● **GIVEN EXERCISE**
Render every line of the entries below as a Markdown table with the columns Row and Entry line, numbering the rows in order and skipping blank lines. Omit the pictures from the table.
# start of PROVIDED DATA
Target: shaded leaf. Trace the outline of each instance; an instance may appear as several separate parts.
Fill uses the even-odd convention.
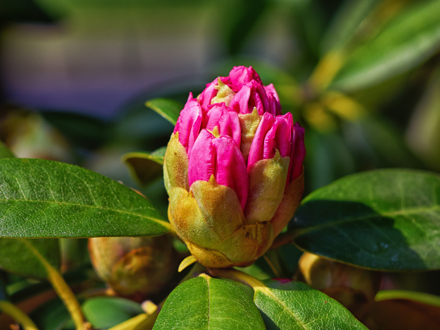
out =
[[[59,268],[58,239],[0,238],[0,268],[8,271],[23,276],[46,278],[48,274],[41,257],[55,269]]]
[[[121,160],[128,167],[132,176],[142,185],[146,185],[163,175],[162,165],[166,147],[164,147],[150,154],[147,152],[129,152]]]
[[[0,158],[14,158],[12,153],[1,141],[0,141]]]
[[[370,317],[387,330],[436,330],[440,324],[440,297],[432,294],[385,290],[379,291]]]
[[[0,160],[0,235],[6,237],[155,236],[169,223],[132,189],[73,165]]]
[[[170,99],[153,99],[145,102],[145,106],[154,110],[173,125],[176,125],[180,110],[183,108],[180,102]]]
[[[173,290],[153,329],[264,329],[250,298],[227,281],[202,274]]]
[[[350,54],[332,86],[354,91],[402,73],[440,48],[440,1],[418,2]]]
[[[382,169],[348,176],[303,200],[291,222],[302,249],[385,270],[440,268],[440,176]]]
[[[82,309],[87,319],[99,329],[108,329],[143,312],[140,304],[120,297],[90,298]]]
[[[367,330],[336,300],[301,282],[268,279],[253,287],[268,330]]]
# end of PROVIDED DATA
● **OUTPUT OF THE TASK**
| Row | Entry line |
|---|---|
| 1 | Target: shaded leaf. Trace the outline of each instance; an instance may appear as several separate parts. |
| 2 | Fill uses the even-odd convention. |
| 3 | out = |
| 4 | [[[59,268],[58,239],[0,238],[0,268],[8,271],[23,276],[46,278],[48,274],[41,257],[55,269]]] |
| 5 | [[[121,160],[128,167],[132,176],[142,185],[146,185],[163,175],[162,165],[166,147],[164,147],[150,154],[147,152],[129,152]]] |
| 6 | [[[0,158],[14,158],[12,153],[1,141],[0,141]]] |
| 7 | [[[370,317],[387,330],[436,330],[440,324],[440,297],[432,294],[385,290],[379,291]]] |
| 8 | [[[0,160],[0,235],[6,237],[155,236],[169,223],[132,189],[73,165]]] |
| 9 | [[[170,99],[153,99],[145,102],[145,106],[154,110],[173,125],[176,125],[180,110],[183,108],[180,102]]] |
| 10 | [[[173,290],[153,329],[264,329],[250,298],[227,281],[202,274]]] |
| 11 | [[[350,54],[332,86],[354,91],[402,73],[440,48],[440,1],[418,2]]] |
| 12 | [[[382,169],[348,176],[303,200],[291,222],[302,249],[385,270],[440,268],[440,176]]] |
| 13 | [[[82,309],[87,319],[99,329],[108,329],[143,312],[140,304],[120,297],[90,298]]] |
| 14 | [[[367,330],[336,300],[301,282],[268,279],[253,287],[268,330]]] |